Potensi bersifat non fisik yakni warisan budaya berupa Rumah Batak dan budaya yang masih lestari. Guna mendukung Girsang 1 sebagai Kampung Wisata, Rumah Batak di Huta Simandalahi saat ini sudah dipugar. Penampilannya kini sudah jauh berbeda dari sebelumnya. Mengingat posisi Girsang berada di kawasan Geopark Kaldera Toba, penampilan Girsang berperan dalam meningkatkan citra Kaldera Toba, khususnya pariwisata di Kawasan Parapat, Simalungun.

Guna mendukung terbentuknya Kampung Wisata, sejumlah warga di desa ini siap untuk menyediakan fasilitas, sarana dan prasarana guna mendukung kegiatan wisata. Saat tulisan ini digarap, ada satu rumah yang dimiliki oleh pemilik Tabo Cottage siap untuk disediakan buat wisatawan.

(Data Tersimpan)
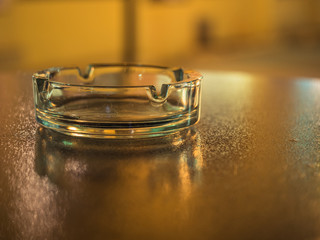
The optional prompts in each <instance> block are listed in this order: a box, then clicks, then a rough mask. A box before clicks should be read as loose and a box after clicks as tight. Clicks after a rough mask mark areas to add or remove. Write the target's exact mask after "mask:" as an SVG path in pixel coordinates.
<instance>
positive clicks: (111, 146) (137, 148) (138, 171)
mask: <svg viewBox="0 0 320 240" xmlns="http://www.w3.org/2000/svg"><path fill="white" fill-rule="evenodd" d="M35 150H36V151H35V152H36V155H35V170H36V172H37V174H38V175H40V176H46V177H48V178H49V179H50V181H51V182H53V183H55V184H57V185H59V186H63V187H68V186H70V187H74V183H77V182H79V181H80V182H82V183H86V182H88V181H90V182H91V181H99V182H101V181H103V182H108V181H112V182H114V181H119V179H122V180H121V181H123V180H124V179H125V180H126V179H127V177H126V173H127V174H128V172H130V173H133V174H138V175H139V174H140V175H147V176H149V178H151V179H153V180H154V181H157V178H159V177H161V178H163V177H165V178H168V179H167V180H169V182H172V183H174V182H176V181H177V179H178V178H179V176H180V175H181V171H185V173H183V174H184V175H185V174H186V173H187V174H188V175H189V177H190V178H191V180H192V179H194V180H196V181H198V180H199V176H200V175H201V170H202V167H203V159H202V153H201V137H200V136H199V133H198V132H197V131H196V129H193V128H191V129H188V130H185V131H182V132H179V133H176V134H173V135H168V136H164V137H158V138H151V139H134V140H124V139H122V140H119V139H110V140H108V139H90V138H79V137H72V136H68V135H64V134H61V133H58V132H55V131H52V130H50V129H46V128H42V127H39V128H38V130H37V135H36V149H35ZM142 171H143V172H142ZM199 174H200V175H199ZM177 176H178V177H177ZM149 180H150V179H149Z"/></svg>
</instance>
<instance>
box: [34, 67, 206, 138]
mask: <svg viewBox="0 0 320 240" xmlns="http://www.w3.org/2000/svg"><path fill="white" fill-rule="evenodd" d="M32 78H33V89H34V102H35V108H36V119H37V121H38V122H39V123H40V124H41V125H43V126H45V127H48V128H51V129H53V130H56V131H59V132H62V133H65V134H68V135H73V136H83V137H93V138H145V137H156V136H163V135H166V134H169V133H173V132H176V131H179V130H182V129H184V128H187V127H189V126H191V125H194V124H195V123H197V122H198V121H199V118H200V94H201V92H200V87H201V79H202V76H201V75H200V74H199V73H198V72H195V71H190V70H189V71H184V70H183V69H181V68H177V69H176V68H168V67H160V66H148V65H134V64H114V65H112V64H94V65H89V66H88V68H87V71H86V72H85V73H82V72H81V70H80V69H79V68H51V69H47V70H44V71H40V72H37V73H35V74H33V77H32Z"/></svg>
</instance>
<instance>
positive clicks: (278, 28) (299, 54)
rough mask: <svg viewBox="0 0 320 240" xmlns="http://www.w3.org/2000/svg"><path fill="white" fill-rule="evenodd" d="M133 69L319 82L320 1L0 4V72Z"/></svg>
mask: <svg viewBox="0 0 320 240" xmlns="http://www.w3.org/2000/svg"><path fill="white" fill-rule="evenodd" d="M124 61H125V62H138V63H147V64H162V65H170V66H171V65H174V66H184V67H191V68H197V69H212V70H223V71H228V70H235V71H251V72H263V73H269V74H286V75H301V76H302V75H303V76H320V65H319V63H320V1H319V0H0V70H1V71H12V70H22V71H25V70H26V71H35V70H39V69H43V68H47V67H52V66H75V65H79V66H80V67H83V66H85V65H86V64H88V63H98V62H124Z"/></svg>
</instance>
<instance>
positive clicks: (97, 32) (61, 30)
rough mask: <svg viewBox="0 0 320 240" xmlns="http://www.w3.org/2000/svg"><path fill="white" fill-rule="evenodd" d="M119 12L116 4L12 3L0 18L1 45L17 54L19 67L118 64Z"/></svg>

* [KUMPULAN SOAL]
a: Sebutkan semua hal yang disiapkan sejumlah warga desa untuk mendukung kegiatan wisata menurut teks tentang Kampung Wisata Girsang.
b: Teruskan teks tentang Kampung Wisata Girsang mulai dari kalimat terakhirnya.
Materi ini sama sekali tidak digunakan di sini.

* [JAWABAN TIAP SOAL]
a: Fasilitas, sarana, dan prasarana.

b:
Spot Menarik

Kami turut mempromosikan Kawasan Danau Toba sebagai Taman Bumi Dunia dengan turut menjaga kelestarian alam di Girsang 1. Kami mempromosikan spot menarik di beberapa lokasi antara lain:

Bukit Simumbang

Bukit Simumbang merupakan bukit di Kampung Girsang 1. Saat kami memeriksa ketinggiannya melalui aplikasi My Elevation, ketinggian tempat kami berada yakni di Pondok Simumbang, mencapai 1.196 meter. Lokasi tersebut milik masyarakat. Akses ke sinilah salah satu yang dibenahi Tim Parhuta yang memungkinkan masyarakat setempat maupun wisatawan untuk menikmati jungle trekking atau mendaki gunung. Dari lokasi ini, kita dapat menyaksikan pemandangan Danau Toba yang indah dan Kota Parapat yang penuh dengan hotel.

            Sebelum sampai ke Bukit Simumbang, kita akan menyaksikan tanaman-tanaman pangan seperti padi, jagung, ubi jalar, ubi kayu, tebu, pisang, jeruk, kopi, tomat, coklat, nenas, alpukat, asam, berbagai kacang-kacangan, rempah-rempah, dan lainnya. Lokasi Girsang 1 merupakan sumber bahan pangan.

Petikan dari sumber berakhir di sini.